** O QUE FAZER **
Escreva a continuação do texto sobre a atração pelo proibido, a partir da última frase apresentada.

** BLOCO DE TEXTO **
↓
Mas a queda para o fruto proibido não é igual em todos. Características como os traços de personalidade ou o nível de satisfação que experimentamos no dia a dia podem ser determinantes para ditar a propensão para o que é interdito. Tânia Teixeira destaca outras condicionantes, realçando a forte relação entre esta questão e as experiências passadas. “Também tem muito a ver com a nossa formação. Há pessoas que, por força da educação, se tornam mais aventureiras, e outras que têm mais dificuldade em apostar no incerto.” Sendo que uma educação rígida não é sinónimo de uma aversão ao proibido. Pode até suscitar o efeito oposto. “O facto de existir uma grande pressão durante o crescimento gera muitas vezes uma necessidade de afirmação da liberdade da pessoa. Há uma necessidade de se fazer mostrar.”

Eventuais défices – de afetos, de atenção, até de situações potenciadoras de satisfação e gratificação pessoais – são outro catalisador possível. E mesmo a questão da ansiedade. “Pessoas com níveis de ansiedade mais altos têm tendência para ser pessoas com comportamentos mais compulsivos. O facto de terem uma gestão emocional mais desequilibrada repercute-se em dados comportamentos que podem ter precisamente a ver com esta questão do proibido”, sublinha Lígia Ferreira Gomes.
↑
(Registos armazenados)
↓
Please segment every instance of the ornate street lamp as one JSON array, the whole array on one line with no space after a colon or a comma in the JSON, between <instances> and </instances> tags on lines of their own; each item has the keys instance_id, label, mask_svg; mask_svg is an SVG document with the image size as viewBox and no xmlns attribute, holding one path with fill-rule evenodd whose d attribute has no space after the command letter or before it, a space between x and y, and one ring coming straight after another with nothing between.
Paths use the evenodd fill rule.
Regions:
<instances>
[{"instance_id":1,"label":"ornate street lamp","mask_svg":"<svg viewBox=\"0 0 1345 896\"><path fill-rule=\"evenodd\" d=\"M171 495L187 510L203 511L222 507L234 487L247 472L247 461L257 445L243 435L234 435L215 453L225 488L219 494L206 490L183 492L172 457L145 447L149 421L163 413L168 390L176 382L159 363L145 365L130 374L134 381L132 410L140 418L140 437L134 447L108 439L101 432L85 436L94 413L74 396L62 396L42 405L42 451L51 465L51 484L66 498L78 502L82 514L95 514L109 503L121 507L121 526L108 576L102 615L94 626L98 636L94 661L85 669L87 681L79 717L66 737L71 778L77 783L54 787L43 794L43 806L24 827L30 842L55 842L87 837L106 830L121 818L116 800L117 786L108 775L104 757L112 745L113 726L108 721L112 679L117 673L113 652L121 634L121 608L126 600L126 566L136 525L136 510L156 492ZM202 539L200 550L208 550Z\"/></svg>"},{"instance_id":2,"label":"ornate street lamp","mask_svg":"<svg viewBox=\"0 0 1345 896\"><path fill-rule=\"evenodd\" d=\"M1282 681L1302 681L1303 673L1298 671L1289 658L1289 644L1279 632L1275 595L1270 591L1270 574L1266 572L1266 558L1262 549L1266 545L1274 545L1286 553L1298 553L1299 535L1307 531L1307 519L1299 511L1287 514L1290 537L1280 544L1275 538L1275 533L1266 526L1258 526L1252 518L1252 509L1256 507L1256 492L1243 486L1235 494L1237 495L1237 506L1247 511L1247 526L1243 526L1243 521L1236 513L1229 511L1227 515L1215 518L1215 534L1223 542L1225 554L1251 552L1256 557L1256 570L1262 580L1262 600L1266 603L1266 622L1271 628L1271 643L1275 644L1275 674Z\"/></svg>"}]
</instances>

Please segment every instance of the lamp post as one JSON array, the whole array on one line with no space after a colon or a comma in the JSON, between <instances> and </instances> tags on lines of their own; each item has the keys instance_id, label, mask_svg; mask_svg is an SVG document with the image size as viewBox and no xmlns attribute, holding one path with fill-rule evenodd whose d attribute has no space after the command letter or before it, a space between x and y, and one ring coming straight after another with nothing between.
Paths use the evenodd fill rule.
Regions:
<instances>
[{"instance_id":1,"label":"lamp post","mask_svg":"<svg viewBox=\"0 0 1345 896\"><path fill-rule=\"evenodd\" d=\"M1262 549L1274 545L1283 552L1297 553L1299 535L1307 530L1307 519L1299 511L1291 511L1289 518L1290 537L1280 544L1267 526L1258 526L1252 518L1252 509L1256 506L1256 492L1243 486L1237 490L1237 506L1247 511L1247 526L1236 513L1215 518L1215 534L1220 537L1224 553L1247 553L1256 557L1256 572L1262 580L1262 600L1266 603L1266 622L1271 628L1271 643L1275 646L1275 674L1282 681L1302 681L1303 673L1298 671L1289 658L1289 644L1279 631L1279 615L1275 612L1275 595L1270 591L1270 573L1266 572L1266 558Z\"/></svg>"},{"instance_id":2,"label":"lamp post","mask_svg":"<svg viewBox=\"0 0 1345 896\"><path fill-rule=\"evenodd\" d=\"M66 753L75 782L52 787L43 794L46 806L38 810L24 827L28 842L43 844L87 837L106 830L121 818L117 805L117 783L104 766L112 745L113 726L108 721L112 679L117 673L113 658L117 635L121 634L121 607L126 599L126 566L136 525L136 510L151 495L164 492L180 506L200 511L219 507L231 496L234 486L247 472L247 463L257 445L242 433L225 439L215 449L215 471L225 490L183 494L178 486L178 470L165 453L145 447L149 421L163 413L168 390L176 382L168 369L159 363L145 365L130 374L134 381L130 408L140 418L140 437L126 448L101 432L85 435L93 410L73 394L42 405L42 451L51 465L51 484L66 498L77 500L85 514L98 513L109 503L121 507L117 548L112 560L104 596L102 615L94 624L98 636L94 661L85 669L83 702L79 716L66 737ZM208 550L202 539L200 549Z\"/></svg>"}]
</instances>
↑
** RESULTADO DA TAREFA **
Desmistificar, desmistificar

E afinal, quando a sedução pelo proibido se torna uma infindável fonte de problemas, há forma de a contrariar? Há. Curiosamente, Diogo Soares, psicólogo, defende que um bom ponto de partida pode ser a desmistificação da necessidade… de lutar contra ela. “É preciso desmistificar a noção de combate. Há que naturalizar as vontades, os desejos e os impulsos. Humanizar a situação. Depois, há que aprofundar quem sou eu naquilo que vou decidir e o que é que pode acontecer mediante isso. Imaginar a médio e longo prazo as consequências, perceber o que a minha decisão pode trazer à forma como vejo o Mundo, perceber de onde vem isso, eventualmente estabelecer um paralelismo entre aquele desejo e os que ficaram por resolver um bocadinho lá atrás.” Em suma, não se focar no problema mas na solução.

Educar para a inteligência emocional também é importante. Diogo Soares especifica. “É muito fácil distinguir entre uma coisa boa e uma coisa má. Mais difícil é entre duas coisas boas. O fruto proibido gera uma grande cisão entre duas coisas boas. A grande dificuldade está em decidir. Daí que seja importante promover desde cedo a ideia de termos de tomar opções, sabendo que outras ficarão sempre de fora. Mesmo que ambas sejam boas.” Mais uma vez, desmistificar. Neste caso, a própria vontade. “Não há mal nenhum em nos apetecer determinadas coisas. Temos é de tomar decisões e ser felizes com isso. É muito importante na construção da nossa personalidade possuirmos uma base de valores universais e de valores relativos, que nos permita organizar tudo o que se nos apresenta e a partir daí tomar uma decisão.”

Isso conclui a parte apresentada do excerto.